> _Prompt 1_:
Please count the lines in the rows below that contain the word "Give", treating case as significant, and reply with the number alone.

Switch layer kernel implementation in the config #35

cathalobrien · 2024-09-11T11:56:33Z

Describe your changes

This PR makes it possible to switch the implementation of Linear and LayerNorm kernels in the config.

At the moment we use torch.NN implementation for many layers in Anemoi model e.g. torch.nn.layerNorm, torch.NN.linear. This has the advantage of being available out of the box with torch and portable to many systems (CPU, AMD and Nvidia GPUs). However, other layer implementations might be more efficient for certain hardware, or use different algorithms we want to explore (RMSNorm is an alternate implementation of LayerNorm for instance).
These might only run on certain systems (e.g. Nvidias transformer_engine.pytorch provides layer implementations optimized for their GPUs).

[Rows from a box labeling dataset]

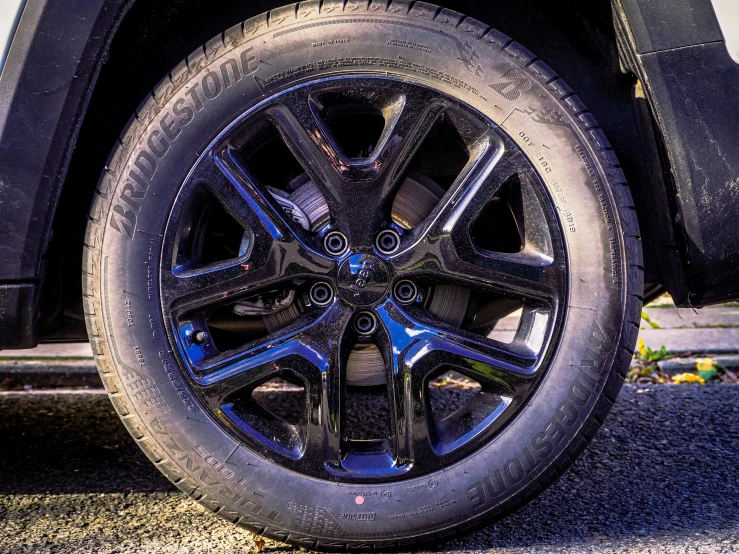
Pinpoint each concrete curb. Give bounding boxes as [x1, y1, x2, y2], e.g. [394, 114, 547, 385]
[657, 354, 739, 377]
[0, 359, 102, 391]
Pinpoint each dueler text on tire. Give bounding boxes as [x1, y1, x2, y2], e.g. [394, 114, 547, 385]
[83, 0, 643, 550]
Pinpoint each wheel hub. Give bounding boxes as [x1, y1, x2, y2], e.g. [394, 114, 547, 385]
[337, 254, 389, 306]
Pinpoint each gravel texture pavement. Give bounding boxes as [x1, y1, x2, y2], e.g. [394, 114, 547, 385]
[0, 385, 739, 554]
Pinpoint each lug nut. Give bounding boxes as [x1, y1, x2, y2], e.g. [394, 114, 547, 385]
[323, 231, 349, 256]
[310, 283, 334, 306]
[192, 331, 210, 344]
[354, 312, 377, 335]
[375, 229, 400, 255]
[395, 281, 418, 304]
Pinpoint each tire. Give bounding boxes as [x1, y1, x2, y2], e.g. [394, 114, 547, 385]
[83, 0, 643, 550]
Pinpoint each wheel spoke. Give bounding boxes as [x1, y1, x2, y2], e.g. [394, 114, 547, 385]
[214, 148, 304, 241]
[162, 242, 333, 313]
[302, 302, 351, 467]
[404, 131, 505, 249]
[372, 96, 446, 199]
[195, 302, 348, 410]
[377, 300, 538, 463]
[267, 94, 347, 218]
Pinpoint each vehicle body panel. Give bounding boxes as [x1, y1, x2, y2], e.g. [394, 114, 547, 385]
[0, 0, 739, 348]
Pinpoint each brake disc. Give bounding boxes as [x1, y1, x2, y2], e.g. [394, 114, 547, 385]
[346, 344, 387, 387]
[392, 171, 444, 229]
[426, 285, 470, 327]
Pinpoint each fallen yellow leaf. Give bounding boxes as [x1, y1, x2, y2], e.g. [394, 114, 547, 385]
[672, 373, 706, 385]
[636, 339, 647, 358]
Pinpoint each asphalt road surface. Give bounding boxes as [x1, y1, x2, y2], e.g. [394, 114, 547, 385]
[0, 385, 739, 554]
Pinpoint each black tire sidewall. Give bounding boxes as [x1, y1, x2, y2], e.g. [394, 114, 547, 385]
[96, 8, 627, 544]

> _Prompt 2_:
Answer these questions about the pull request above:
(a) Which two kinds of layer kernels does it make switchable in the config?
(b) On which systems does it say the torch.nn implementations are portable?
(c) Which library does it name as providing layer implementations optimized for Nvidia GPUs?

> _Exercise result 1_:
12

> _Exercise result 2_:
(a) Linear and LayerNorm
(b) CPU, AMD GPUs and Nvidia GPUs
(c) transformer_engine.pytorch